**FRAGMENTO DEL DOCUMENTO:**
******************************
En los 24 años transcurridos entre 1974 y 1998, sólo en dos fases la economía española ha crecido creando empleo. La primera, entre 1986 y 1990, una recuperación apoyada en devaluaciones previas, en las reformas de la Ley Boyer, y, sobre todo, en la reducción del precio del petróleo: se recuperó actividad, pero sobre todo la del sector de la construcción. El empleo creció en 1 millón de personas, pero la expansión no duró por los excesos salariales, impulsados por unos sindicatos que querían reivindicar más de 15 años de pérdidas previas de empleo, y por el gasto público excesivo, que se tradujo en grandes déficits que no eran sostenibles. En los años siguientes, hasta 1994, se pierde todo el empleo creado en los años anteriores. En 1994, sólo trabajaban 12 millones de personas –1,4 millones menos que en 1974–, mientras la población había crecido en 6 millones de personas. La población activa era de 17 millones de personas.
La tasa de paro llegó ese año al 24,5% y los parados alcanzaron la cifra de 4.165.000.
Veinte años después de que comenzara la primera crisis del petróleo, que junto a las dificultades políticas de la transición desencuadernaron la estructura económica española, era evidente que nuestros sucesivos gobiernos no eran capaces de idear y aplicar una política económica que permitiera absorber la mano de obra que abandonaba la agricultura, la que se quedó sin trabajo al desaparecer los sectores industriales que habían impulsado el crecimiento español en los años finales del franquismo y la que aportaban las generaciones más numerosas de la historia demográfica española que, terminados sus estudios elementales, medios, profesionales o universitarios, llegaban al mercado de trabajo.
******************************
**EJERCICIO PROPUESTO 1:**
Devuelve cada línea de las filas siguientes en la que aparezca la palabra "knotted".

**DATOS DE ENTRADA:**
******************************
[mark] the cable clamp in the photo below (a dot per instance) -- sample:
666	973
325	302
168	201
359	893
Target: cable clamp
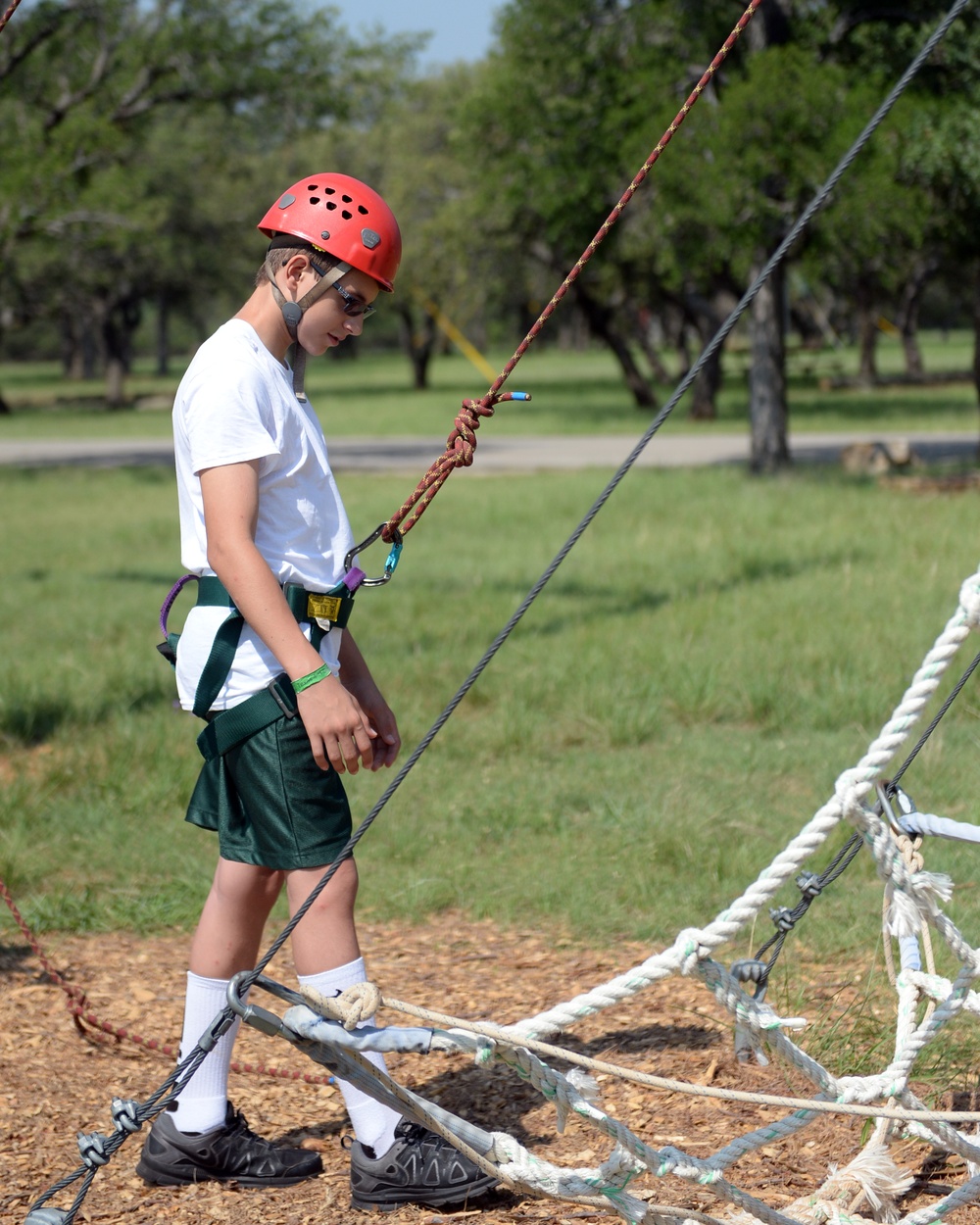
125	1115
809	885
750	969
92	1147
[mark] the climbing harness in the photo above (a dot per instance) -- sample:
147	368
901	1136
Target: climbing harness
224	730
691	954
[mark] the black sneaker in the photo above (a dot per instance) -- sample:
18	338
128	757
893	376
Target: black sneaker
231	1152
420	1167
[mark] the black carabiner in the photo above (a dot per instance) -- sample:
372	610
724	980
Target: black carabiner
392	560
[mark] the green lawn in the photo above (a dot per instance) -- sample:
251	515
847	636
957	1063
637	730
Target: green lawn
670	711
572	393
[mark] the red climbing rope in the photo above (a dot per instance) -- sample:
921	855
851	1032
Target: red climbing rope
89	1025
462	441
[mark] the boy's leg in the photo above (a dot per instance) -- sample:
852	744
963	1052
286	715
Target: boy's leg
327	958
392	1161
225	942
205	1140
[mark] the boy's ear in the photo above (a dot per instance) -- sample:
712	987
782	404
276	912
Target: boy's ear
294	268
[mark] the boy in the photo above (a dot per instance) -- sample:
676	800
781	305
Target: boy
263	523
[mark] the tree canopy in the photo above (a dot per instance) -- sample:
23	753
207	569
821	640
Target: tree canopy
138	140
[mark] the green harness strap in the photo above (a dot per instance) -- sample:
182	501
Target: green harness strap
229	728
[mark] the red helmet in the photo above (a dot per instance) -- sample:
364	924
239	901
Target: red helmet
343	217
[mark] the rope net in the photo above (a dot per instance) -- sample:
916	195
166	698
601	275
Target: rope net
871	1185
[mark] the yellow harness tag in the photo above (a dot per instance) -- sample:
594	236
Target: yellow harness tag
323	608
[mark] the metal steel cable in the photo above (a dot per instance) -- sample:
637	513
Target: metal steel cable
9	14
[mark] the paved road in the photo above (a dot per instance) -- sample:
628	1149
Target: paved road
496	455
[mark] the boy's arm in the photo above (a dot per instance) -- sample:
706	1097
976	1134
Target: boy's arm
358	679
338	729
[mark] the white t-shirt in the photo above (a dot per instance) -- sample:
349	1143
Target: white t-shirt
235	403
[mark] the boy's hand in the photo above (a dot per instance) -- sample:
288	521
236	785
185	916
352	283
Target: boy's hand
341	734
381	721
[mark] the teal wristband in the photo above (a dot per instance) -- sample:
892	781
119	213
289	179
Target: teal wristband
303	682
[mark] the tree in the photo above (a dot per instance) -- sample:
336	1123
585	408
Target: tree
131	132
569	103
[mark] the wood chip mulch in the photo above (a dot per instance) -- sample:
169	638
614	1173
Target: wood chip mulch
55	1083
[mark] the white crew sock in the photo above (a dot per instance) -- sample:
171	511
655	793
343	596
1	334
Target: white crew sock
204	1102
373	1125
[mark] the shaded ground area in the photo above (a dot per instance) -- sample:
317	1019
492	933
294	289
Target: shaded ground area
55	1083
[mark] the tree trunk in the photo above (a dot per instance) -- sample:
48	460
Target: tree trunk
601	326
976	339
163	334
419	343
907	314
121	321
647	346
767	377
709	381
867	332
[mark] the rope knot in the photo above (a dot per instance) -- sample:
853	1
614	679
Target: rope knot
969	597
358	1004
462	441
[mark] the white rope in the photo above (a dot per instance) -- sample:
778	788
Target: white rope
871	1182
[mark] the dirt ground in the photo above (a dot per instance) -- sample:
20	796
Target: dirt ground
55	1083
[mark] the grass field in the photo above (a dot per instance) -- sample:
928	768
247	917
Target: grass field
672	709
572	393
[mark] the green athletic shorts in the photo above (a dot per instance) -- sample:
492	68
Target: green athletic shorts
270	804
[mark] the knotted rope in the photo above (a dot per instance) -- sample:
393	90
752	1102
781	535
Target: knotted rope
358	1004
462	441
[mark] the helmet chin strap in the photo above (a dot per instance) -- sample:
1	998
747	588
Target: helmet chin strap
******************************
**EJERCICIO PROPUESTO 2:**
Responde a estas preguntas a partir del texto sobre la economía española:
(a) ¿En cuántas personas creció el empleo entre 1986 y 1990?
(b) ¿A qué tasa llegó el paro en 1994?
(c) ¿Qué crisis había comenzado veinte años antes?

**RESPUESTA ESCRITA 1:**
[mark] the knotted rope in the photo above (a dot per instance) -- sample:
Target: knotted rope

**RESPUESTA ESCRITA 2:**
(a) En 1 millón de personas.
(b) Al 24,5%.
(c) La primera crisis del petróleo.